• Quoted passage:
--- begin ---

Data Onboarding Automation
Within the InfoSum platform, you can automate all the steps required to publish your dataset.
To create an automation, you must have completed the import & publishing process manually and have a published dataset. The automation will then reuse the configurations in the import (ICC & importer), recordset, normalization, and publishing stages to import & publish your dataset. You can automate the import-to-publish flow based on single files, selection of several files, or entire folders of files.
Pre-requisites |
Import data from a server To use automation for onboarding data, the import method must be set as "Server Import." Automation won't work if you import data from your computer using "Local File Import." User rights To successfully execute the automation, the user responsible for creating or managing it must have the following permissions at the time of execution:
Lack of any of the rights will result in Automation failure. |
Table of Contents:
How to create a data onboarding automation
Setting up an Automation using the API
Viewing your saved and active automations
Running an automation manually or outside its schedule
Cloud Vault file management with automation
Automation failure and troubleshooting
How to create a data onboarding automation
- To automate data onboarding, you first need to import, normalize, and publish your data manually. You can find the steps and instructions for data onboarding in this article. A dataset can only be associated with one Automation task at any given time.
Folder onboarding settings |
If you’re selecting a folder to create your recordset and you intend to automate the steps, please make sure the folder only includes files from one Importer. Automatic Automation steps detection is not possible when a folder includes files from multiple importers. |
- Once you’ve published the dataset containing your imported file, follow these steps:
- Go to the Publishing screen and select the normalized file you’ve just published.
- In the details panel, under the ‘Prepared and Published Datasets’ tab, you will see your published file(s).

--- end ---

Stored data:
--- begin ---

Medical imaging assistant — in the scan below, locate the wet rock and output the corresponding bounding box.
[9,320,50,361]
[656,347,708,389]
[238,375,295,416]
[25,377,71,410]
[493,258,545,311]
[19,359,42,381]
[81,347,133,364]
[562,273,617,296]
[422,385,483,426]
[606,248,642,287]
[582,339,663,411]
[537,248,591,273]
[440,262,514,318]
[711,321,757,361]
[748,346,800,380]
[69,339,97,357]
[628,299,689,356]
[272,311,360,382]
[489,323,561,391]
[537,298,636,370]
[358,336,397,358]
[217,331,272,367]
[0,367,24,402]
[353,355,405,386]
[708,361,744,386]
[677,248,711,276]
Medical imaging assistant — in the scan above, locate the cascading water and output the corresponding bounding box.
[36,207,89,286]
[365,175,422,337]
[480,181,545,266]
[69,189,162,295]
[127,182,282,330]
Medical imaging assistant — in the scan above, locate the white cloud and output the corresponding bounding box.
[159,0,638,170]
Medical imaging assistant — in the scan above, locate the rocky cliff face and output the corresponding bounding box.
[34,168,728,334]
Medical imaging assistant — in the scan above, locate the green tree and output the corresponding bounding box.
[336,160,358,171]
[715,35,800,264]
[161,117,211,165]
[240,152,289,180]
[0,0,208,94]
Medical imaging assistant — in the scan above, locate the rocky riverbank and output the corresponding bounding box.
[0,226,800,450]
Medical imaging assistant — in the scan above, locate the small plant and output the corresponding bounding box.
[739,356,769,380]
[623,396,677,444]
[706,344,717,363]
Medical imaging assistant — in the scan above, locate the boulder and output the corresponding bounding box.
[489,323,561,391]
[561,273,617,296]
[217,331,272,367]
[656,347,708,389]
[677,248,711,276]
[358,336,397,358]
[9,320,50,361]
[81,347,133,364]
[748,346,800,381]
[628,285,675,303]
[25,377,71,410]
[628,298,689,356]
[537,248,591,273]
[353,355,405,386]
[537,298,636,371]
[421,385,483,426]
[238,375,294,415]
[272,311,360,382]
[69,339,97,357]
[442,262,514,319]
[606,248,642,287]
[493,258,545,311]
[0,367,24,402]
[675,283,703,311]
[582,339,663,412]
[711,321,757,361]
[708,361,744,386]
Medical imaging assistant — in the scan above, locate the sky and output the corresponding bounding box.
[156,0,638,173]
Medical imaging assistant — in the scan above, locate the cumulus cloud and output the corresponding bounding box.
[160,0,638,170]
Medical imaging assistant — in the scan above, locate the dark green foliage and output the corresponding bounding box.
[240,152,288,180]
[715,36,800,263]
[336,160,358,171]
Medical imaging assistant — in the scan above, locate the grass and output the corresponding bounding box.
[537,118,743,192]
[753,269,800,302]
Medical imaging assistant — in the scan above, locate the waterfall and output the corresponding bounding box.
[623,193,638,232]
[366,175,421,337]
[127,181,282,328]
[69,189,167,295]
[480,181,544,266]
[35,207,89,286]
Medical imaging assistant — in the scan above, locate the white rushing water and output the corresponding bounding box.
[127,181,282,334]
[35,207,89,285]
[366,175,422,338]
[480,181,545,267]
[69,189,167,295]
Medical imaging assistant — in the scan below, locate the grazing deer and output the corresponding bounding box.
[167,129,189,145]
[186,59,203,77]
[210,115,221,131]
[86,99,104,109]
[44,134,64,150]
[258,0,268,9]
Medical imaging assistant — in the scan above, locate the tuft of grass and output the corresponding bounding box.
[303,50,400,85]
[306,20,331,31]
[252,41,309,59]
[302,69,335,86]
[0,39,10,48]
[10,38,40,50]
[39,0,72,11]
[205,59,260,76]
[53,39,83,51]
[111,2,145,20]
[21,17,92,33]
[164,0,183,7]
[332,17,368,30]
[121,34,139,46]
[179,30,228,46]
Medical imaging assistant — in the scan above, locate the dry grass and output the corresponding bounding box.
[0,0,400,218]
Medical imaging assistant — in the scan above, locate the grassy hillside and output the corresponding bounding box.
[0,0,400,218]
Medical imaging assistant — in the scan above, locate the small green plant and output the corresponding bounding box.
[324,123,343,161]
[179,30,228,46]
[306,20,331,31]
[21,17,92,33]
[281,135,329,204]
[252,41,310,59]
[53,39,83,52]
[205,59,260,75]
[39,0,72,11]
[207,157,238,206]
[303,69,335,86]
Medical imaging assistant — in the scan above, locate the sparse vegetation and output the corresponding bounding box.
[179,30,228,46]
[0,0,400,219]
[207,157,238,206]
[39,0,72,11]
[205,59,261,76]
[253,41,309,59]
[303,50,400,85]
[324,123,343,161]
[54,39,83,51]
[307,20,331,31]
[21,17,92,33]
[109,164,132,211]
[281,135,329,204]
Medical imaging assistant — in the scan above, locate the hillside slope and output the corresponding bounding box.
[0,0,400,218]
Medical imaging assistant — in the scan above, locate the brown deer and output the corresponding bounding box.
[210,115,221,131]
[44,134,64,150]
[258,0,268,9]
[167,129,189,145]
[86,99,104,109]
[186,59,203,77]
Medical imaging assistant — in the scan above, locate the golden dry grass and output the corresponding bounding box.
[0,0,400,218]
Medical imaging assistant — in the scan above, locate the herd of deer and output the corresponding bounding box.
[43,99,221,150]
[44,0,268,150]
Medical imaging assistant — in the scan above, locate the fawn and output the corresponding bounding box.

--- end ---

• Description of the task:
Answer these questions using the data onboarding automation page above.
1. Which import method must be set for automation to work?
2. How many Automation tasks can a dataset be associated with at any given time?
3. A folder selected to create a recordset for automation should contain files from how many Importers?

• Finished task:
1. Server Import.
2. One.
3. One.